What the task requires
From the entries below, copy out every line that contains the string "woman", keeping each line unchanged.

==*==

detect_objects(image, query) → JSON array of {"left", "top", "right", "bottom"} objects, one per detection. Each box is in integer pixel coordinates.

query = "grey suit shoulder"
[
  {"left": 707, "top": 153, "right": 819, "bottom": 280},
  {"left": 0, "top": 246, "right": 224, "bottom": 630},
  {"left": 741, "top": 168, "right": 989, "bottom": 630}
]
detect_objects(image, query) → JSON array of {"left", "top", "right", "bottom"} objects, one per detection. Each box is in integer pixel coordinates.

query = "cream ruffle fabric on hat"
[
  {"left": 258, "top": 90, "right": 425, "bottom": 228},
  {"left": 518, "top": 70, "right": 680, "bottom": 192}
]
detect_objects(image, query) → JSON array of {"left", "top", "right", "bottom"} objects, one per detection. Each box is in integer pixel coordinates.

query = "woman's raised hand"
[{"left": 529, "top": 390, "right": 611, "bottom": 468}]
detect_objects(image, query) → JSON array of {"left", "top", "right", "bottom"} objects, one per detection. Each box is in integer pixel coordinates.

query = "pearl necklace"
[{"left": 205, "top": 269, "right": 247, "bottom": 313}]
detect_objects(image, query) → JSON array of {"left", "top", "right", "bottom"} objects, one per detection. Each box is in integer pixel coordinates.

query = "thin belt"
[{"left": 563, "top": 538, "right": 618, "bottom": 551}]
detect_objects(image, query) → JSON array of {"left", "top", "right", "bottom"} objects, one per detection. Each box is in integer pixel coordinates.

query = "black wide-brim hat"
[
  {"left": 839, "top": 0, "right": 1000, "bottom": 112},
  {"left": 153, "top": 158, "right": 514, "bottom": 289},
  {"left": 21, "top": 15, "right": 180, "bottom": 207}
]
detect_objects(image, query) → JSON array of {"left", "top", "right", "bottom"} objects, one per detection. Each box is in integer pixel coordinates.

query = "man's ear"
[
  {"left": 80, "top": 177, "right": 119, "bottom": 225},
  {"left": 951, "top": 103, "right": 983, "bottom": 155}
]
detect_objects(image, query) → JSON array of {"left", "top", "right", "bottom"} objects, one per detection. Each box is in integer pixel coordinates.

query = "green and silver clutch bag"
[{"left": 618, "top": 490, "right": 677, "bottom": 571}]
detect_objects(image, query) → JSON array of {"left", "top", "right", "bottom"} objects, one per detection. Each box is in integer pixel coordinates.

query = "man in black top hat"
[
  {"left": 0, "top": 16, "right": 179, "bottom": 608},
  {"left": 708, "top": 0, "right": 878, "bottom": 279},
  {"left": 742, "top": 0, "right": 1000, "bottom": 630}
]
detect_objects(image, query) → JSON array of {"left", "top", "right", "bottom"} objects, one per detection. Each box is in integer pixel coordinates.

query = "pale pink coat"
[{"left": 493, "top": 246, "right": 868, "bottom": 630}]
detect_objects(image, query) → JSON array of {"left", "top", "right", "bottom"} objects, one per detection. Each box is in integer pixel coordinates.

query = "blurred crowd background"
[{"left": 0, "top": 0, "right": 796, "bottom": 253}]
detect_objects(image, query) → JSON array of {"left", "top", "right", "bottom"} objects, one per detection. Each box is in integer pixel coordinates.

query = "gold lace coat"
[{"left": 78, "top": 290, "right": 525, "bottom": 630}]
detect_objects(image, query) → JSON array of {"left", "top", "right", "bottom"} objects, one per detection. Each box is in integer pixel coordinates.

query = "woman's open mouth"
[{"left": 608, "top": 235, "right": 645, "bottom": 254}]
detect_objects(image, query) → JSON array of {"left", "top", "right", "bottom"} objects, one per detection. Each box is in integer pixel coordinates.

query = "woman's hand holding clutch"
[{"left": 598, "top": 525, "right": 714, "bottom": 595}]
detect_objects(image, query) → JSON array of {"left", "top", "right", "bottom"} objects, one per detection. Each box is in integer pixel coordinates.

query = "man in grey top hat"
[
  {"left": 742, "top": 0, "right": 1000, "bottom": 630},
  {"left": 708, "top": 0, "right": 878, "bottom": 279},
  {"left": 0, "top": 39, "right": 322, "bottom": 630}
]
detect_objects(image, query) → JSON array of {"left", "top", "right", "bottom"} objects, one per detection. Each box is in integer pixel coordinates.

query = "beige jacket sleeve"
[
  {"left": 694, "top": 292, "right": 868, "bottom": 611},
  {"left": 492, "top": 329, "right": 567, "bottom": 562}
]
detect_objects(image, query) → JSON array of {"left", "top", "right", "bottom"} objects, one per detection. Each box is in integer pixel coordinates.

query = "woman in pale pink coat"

==*==

Solution below
query = "woman's raised hand"
query = "woman's open mouth"
query = "woman's hand holding clutch"
query = "woman in pale pink coat"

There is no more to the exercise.